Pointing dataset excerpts
——

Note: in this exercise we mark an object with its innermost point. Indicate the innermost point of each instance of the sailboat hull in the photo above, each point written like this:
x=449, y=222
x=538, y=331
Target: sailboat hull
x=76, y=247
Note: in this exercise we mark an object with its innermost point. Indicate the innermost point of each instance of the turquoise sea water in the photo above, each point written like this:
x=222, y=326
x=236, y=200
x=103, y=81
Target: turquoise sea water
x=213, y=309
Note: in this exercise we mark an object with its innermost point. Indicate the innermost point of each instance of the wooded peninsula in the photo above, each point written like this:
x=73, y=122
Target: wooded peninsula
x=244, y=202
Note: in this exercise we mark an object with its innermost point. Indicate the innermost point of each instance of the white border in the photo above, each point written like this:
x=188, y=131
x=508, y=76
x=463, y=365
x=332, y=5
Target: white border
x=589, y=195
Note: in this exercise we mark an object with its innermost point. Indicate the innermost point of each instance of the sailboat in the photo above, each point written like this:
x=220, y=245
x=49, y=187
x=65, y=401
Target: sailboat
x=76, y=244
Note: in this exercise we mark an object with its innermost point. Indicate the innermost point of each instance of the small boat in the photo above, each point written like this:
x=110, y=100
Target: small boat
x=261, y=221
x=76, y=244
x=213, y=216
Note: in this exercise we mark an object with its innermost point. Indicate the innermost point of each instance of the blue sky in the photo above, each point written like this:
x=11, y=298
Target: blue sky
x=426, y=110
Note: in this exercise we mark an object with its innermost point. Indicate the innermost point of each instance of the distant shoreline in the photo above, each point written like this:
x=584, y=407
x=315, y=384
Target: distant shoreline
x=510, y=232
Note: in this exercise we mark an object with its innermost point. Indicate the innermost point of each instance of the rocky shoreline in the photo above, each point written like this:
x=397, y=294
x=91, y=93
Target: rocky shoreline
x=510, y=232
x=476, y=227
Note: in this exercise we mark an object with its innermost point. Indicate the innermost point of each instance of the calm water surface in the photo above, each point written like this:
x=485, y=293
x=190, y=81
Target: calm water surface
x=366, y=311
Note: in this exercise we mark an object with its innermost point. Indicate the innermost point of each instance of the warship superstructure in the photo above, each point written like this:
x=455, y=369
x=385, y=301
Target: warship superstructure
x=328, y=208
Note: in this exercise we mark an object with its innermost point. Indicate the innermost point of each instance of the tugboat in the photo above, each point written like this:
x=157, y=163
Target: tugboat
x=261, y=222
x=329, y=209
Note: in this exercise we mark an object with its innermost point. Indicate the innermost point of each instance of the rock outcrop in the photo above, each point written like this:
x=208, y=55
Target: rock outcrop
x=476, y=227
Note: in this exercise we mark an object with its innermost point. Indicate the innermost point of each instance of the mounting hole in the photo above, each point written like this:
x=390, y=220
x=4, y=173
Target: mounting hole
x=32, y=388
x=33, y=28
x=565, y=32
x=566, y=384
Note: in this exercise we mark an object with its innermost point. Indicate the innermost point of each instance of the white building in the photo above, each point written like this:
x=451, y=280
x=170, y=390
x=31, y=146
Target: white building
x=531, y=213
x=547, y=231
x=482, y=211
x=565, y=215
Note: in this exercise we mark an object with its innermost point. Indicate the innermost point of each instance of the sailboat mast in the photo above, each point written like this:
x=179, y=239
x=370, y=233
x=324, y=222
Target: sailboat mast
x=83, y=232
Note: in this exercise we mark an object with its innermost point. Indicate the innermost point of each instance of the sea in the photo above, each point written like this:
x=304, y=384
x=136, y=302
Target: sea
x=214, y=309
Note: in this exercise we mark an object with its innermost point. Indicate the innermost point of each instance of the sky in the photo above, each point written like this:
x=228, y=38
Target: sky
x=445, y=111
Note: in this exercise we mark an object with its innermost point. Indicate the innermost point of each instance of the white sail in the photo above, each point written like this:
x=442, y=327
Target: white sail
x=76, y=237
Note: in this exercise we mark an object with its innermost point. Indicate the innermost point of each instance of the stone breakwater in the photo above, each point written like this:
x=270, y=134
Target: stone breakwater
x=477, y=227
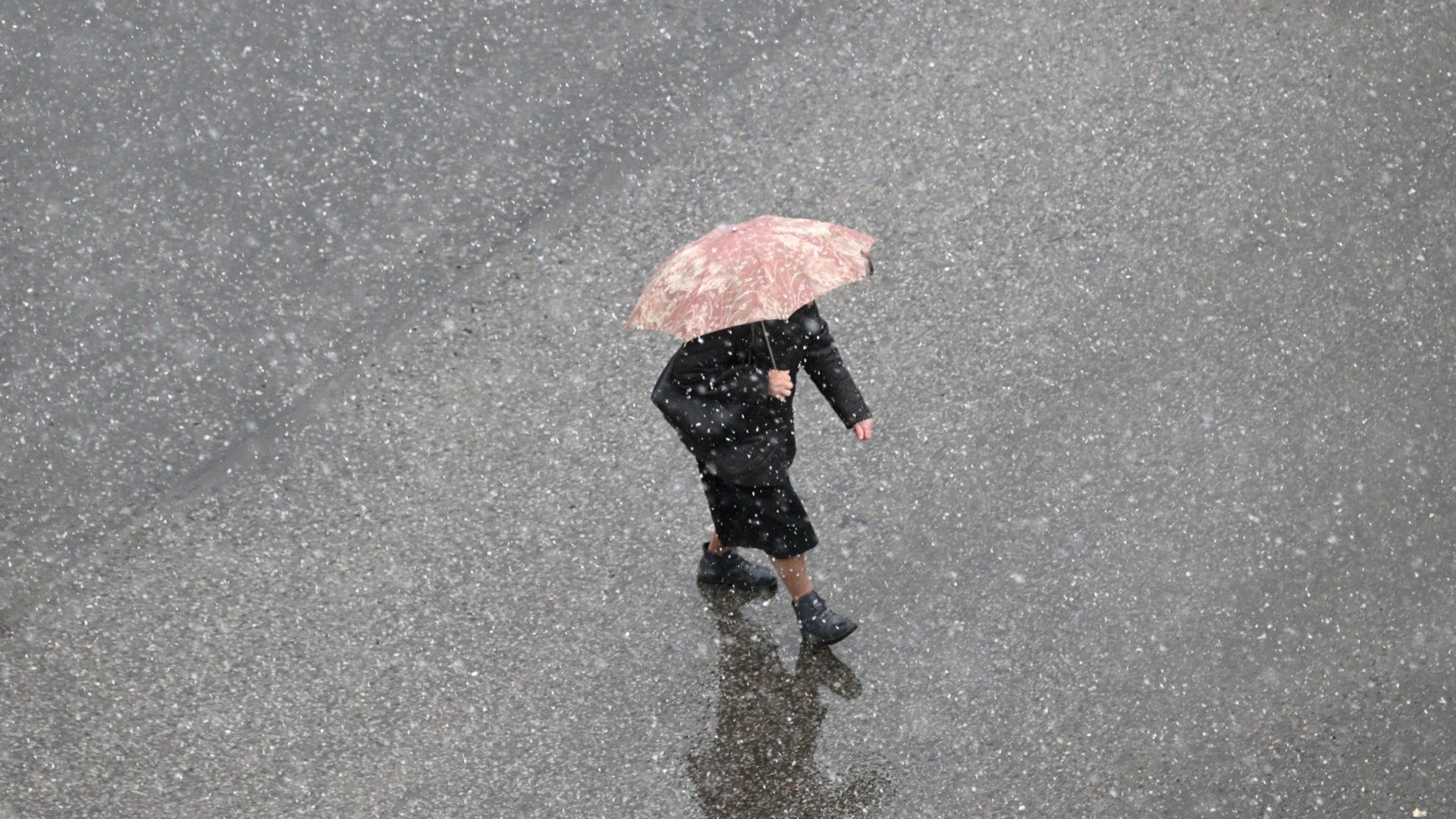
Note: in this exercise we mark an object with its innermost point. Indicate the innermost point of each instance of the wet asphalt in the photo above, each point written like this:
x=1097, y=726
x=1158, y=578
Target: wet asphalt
x=1156, y=521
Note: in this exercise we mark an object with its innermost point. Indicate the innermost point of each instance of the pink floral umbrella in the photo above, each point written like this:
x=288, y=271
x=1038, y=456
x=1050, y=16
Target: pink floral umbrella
x=764, y=268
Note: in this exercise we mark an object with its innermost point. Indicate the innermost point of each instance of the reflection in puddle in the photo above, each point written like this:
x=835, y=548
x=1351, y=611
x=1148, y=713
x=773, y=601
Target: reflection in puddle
x=761, y=758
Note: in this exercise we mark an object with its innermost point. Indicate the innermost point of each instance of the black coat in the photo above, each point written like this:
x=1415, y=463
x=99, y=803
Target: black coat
x=715, y=394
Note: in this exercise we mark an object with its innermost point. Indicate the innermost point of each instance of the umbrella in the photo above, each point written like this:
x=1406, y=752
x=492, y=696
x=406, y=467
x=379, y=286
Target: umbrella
x=764, y=268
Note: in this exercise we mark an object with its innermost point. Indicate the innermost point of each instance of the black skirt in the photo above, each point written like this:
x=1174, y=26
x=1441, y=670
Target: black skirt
x=759, y=518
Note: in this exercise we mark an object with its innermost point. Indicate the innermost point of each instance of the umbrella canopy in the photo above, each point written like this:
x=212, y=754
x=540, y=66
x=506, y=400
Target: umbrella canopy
x=764, y=268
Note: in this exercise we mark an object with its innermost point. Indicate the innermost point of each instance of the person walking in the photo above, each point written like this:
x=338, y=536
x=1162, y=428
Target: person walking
x=728, y=392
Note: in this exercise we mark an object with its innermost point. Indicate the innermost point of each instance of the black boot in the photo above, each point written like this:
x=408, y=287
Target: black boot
x=733, y=570
x=817, y=624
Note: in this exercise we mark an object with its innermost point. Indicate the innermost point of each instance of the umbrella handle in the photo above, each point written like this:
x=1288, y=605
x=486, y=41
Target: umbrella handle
x=769, y=344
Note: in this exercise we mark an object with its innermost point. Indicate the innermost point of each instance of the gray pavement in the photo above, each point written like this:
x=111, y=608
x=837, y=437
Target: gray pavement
x=1156, y=519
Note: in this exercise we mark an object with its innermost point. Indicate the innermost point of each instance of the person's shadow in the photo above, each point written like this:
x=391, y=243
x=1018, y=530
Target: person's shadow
x=761, y=758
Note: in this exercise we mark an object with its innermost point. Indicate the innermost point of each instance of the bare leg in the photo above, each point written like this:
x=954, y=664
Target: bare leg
x=795, y=576
x=717, y=547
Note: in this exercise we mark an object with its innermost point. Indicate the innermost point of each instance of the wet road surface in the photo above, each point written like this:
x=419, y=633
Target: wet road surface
x=1156, y=519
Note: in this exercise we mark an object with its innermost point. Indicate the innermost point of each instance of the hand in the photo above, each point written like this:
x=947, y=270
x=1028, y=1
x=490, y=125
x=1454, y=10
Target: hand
x=781, y=385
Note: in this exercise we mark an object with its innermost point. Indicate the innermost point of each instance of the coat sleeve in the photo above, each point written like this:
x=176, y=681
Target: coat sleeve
x=718, y=366
x=829, y=372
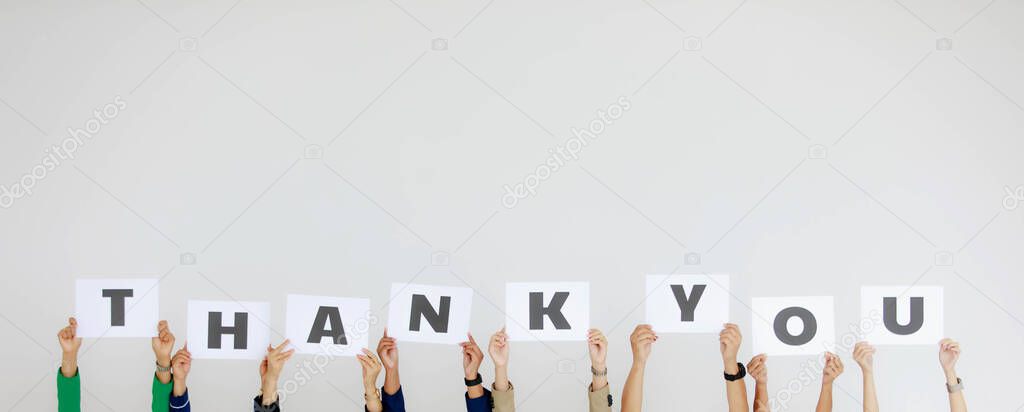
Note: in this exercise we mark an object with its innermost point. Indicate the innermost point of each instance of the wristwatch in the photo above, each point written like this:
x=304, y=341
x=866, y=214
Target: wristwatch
x=475, y=381
x=738, y=375
x=376, y=395
x=952, y=388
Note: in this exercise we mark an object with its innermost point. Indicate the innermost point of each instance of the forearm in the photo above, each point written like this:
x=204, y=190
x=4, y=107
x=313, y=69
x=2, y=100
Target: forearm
x=179, y=386
x=736, y=389
x=761, y=397
x=956, y=401
x=633, y=390
x=373, y=401
x=69, y=365
x=870, y=398
x=502, y=377
x=824, y=399
x=164, y=362
x=269, y=390
x=391, y=381
x=601, y=380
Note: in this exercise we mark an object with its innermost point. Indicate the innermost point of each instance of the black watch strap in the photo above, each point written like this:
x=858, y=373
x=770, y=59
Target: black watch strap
x=475, y=381
x=738, y=375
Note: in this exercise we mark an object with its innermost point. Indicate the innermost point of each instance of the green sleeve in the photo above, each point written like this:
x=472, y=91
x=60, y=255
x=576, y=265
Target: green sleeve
x=69, y=393
x=161, y=395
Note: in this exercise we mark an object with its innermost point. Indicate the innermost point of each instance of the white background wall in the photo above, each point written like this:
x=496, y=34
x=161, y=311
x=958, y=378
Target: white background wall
x=207, y=158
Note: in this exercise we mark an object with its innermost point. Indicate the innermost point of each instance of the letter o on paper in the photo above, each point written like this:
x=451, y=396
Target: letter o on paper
x=782, y=331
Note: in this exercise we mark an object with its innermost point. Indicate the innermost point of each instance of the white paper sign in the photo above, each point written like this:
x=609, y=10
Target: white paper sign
x=687, y=303
x=429, y=314
x=547, y=311
x=804, y=325
x=228, y=329
x=902, y=315
x=117, y=307
x=336, y=326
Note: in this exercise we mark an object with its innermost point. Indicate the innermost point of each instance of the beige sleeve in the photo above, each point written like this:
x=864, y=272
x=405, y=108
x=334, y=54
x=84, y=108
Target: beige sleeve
x=504, y=400
x=599, y=399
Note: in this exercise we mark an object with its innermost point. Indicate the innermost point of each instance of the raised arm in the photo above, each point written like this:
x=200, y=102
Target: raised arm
x=503, y=394
x=69, y=385
x=180, y=366
x=600, y=400
x=863, y=353
x=948, y=355
x=371, y=370
x=834, y=367
x=735, y=389
x=641, y=339
x=162, y=344
x=392, y=398
x=758, y=367
x=269, y=371
x=477, y=398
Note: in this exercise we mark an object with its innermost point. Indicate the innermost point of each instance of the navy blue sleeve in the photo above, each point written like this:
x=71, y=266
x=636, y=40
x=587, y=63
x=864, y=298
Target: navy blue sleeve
x=394, y=402
x=180, y=404
x=482, y=404
x=258, y=407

——

» **Given exercise**
Reproduce the data word for word, from its first line through the line containing "x=213, y=216", with both of those lines included.

» **Reply**
Note: in this exercise we mark an object with its innermost point. Indicate the innermost point of each instance of the sailboat hull in the photo above, each point written like this:
x=449, y=222
x=538, y=331
Target: sailboat hull
x=76, y=247
Note: in this exercise we mark an object with its innermost point. Indicate the innermost point of each instance of the turquoise sea water in the photo above, each point written like this:
x=222, y=326
x=236, y=200
x=103, y=81
Target: turquoise sea water
x=213, y=309
Note: in this exercise we mark an object with its innermost point. Indicate the innermost point of each instance of the wooded peninsula in the photo above, each point written like this:
x=73, y=122
Target: wooded peninsula
x=244, y=202
Note: in this exercise we mark an object with its innermost point. Indicate the innermost point of each instance of the white border in the photo above, each point written like this:
x=188, y=131
x=508, y=76
x=463, y=365
x=332, y=5
Target: white border
x=589, y=195
Note: in this exercise we mark an object with its innermost point. Indicate the innermost point of each instance of the sailboat in the photo above, each point written like this:
x=220, y=245
x=49, y=187
x=65, y=401
Target: sailboat
x=76, y=244
Note: in this exercise we mark an object with its innermost point. Indicate the innermost point of each instance of the small boat in the photo above, each point written like this:
x=110, y=100
Target: small boat
x=261, y=221
x=76, y=244
x=213, y=216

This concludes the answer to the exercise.